_DATASET ENTRIES_:
****************

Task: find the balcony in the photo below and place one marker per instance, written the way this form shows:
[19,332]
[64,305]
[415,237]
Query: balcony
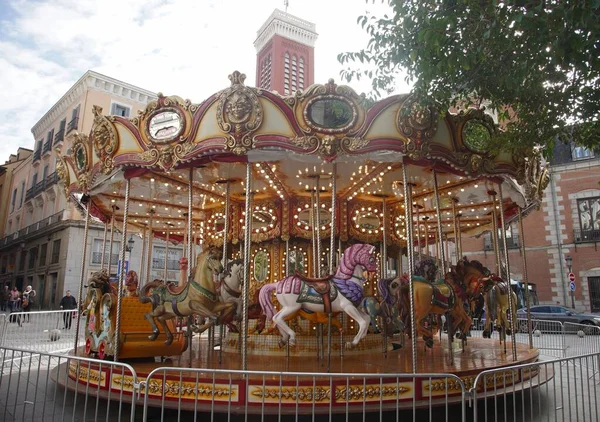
[51,180]
[159,264]
[586,236]
[31,229]
[72,125]
[47,147]
[511,243]
[59,137]
[97,258]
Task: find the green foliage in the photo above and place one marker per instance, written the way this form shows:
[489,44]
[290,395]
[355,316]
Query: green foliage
[536,63]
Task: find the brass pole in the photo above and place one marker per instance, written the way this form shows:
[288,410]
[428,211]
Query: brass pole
[122,272]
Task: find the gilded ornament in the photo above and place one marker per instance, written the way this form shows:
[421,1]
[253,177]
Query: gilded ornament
[105,139]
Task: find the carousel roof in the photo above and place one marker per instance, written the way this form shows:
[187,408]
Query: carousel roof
[292,142]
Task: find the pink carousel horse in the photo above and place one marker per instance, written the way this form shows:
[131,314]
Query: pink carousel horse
[340,292]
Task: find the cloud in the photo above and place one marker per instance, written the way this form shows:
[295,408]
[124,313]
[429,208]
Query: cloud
[182,47]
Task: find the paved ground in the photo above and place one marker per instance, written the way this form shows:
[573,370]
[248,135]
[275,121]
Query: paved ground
[28,393]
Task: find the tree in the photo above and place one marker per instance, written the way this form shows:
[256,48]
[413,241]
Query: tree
[535,63]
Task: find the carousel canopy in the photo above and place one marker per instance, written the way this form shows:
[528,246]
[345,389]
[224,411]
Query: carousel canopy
[293,144]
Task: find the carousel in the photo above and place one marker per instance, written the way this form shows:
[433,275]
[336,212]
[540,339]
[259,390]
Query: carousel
[316,231]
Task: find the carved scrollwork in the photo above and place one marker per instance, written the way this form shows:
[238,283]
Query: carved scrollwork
[417,121]
[239,113]
[105,139]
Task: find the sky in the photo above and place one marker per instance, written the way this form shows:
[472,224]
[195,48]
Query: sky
[177,47]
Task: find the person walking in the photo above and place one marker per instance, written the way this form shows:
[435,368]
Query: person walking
[68,302]
[15,298]
[28,301]
[5,299]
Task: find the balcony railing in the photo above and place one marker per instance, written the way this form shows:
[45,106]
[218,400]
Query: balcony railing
[586,236]
[159,264]
[59,137]
[511,243]
[97,258]
[72,125]
[47,146]
[46,222]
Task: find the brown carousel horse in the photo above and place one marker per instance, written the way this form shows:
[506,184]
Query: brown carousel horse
[447,296]
[197,296]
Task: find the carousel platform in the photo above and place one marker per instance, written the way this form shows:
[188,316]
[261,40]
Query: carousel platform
[187,384]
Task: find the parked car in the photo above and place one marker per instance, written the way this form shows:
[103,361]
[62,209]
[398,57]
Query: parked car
[560,314]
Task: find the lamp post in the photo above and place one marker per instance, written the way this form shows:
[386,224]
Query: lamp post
[569,260]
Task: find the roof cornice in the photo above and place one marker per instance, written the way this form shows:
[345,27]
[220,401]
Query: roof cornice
[96,81]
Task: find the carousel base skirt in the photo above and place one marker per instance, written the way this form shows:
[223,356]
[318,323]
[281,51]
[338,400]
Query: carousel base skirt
[222,389]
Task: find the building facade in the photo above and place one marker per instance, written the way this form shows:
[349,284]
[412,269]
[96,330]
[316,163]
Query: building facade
[560,238]
[42,239]
[285,53]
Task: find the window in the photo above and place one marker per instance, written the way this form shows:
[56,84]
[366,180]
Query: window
[55,251]
[589,214]
[22,194]
[119,110]
[13,201]
[32,257]
[43,253]
[581,153]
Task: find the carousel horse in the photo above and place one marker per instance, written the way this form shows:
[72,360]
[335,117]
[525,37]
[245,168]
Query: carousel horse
[387,309]
[497,295]
[447,296]
[197,296]
[340,292]
[131,283]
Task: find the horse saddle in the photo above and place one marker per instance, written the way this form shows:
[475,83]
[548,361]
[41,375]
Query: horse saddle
[442,296]
[317,291]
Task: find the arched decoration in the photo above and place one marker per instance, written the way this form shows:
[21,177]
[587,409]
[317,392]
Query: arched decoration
[105,140]
[239,114]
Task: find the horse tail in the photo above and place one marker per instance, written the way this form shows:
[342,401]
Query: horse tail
[264,298]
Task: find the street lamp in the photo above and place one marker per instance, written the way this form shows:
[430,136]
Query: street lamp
[130,244]
[569,260]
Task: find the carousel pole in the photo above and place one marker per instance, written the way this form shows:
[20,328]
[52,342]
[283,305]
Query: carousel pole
[384,262]
[82,274]
[411,263]
[246,291]
[495,240]
[143,263]
[112,236]
[511,303]
[189,247]
[150,241]
[122,273]
[418,207]
[225,232]
[166,276]
[455,223]
[443,260]
[104,245]
[525,278]
[331,256]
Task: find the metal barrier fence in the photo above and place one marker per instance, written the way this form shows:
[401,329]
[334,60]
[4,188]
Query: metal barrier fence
[559,390]
[548,336]
[29,390]
[42,331]
[47,387]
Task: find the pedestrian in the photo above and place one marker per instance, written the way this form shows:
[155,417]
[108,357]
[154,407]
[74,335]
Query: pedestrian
[28,300]
[5,299]
[15,298]
[68,302]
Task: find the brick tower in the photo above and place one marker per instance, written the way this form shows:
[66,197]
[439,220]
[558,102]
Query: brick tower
[285,53]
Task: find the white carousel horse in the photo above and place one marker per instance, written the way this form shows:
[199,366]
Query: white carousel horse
[343,292]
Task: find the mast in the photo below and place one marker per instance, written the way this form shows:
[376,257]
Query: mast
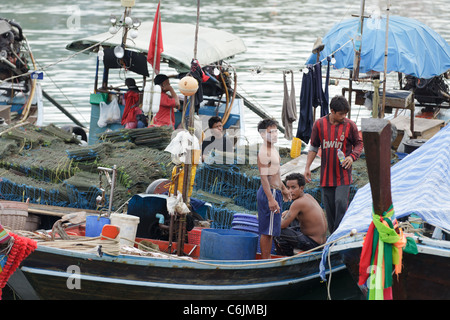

****************

_WORK INSTRUCTION_:
Return, from the material above, every line with the word "mast".

_RESPONSE BELOW_:
Task: find the mast in the photo below and place one marker per instance, written the way this form shows:
Query: mast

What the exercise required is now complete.